--- Provided records Enclosed Below ---
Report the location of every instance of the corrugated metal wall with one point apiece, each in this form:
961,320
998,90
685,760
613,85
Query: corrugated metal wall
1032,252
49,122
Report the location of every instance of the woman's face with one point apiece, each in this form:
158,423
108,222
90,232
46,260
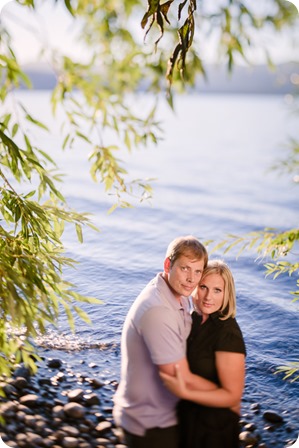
--- End of Enclosed Provided records ---
> **What to do**
Print the records above verbatim, minus any pictures.

> **Result of this task**
Report the location of every instance of the corrugated metal wall with one point apiece, each in this form:
961,320
998,90
685,760
613,85
Query: corrugated metal wall
1032,252
49,122
Report the location of every instance of the woman's face with one point apiece, each in this form:
158,423
108,222
90,232
46,260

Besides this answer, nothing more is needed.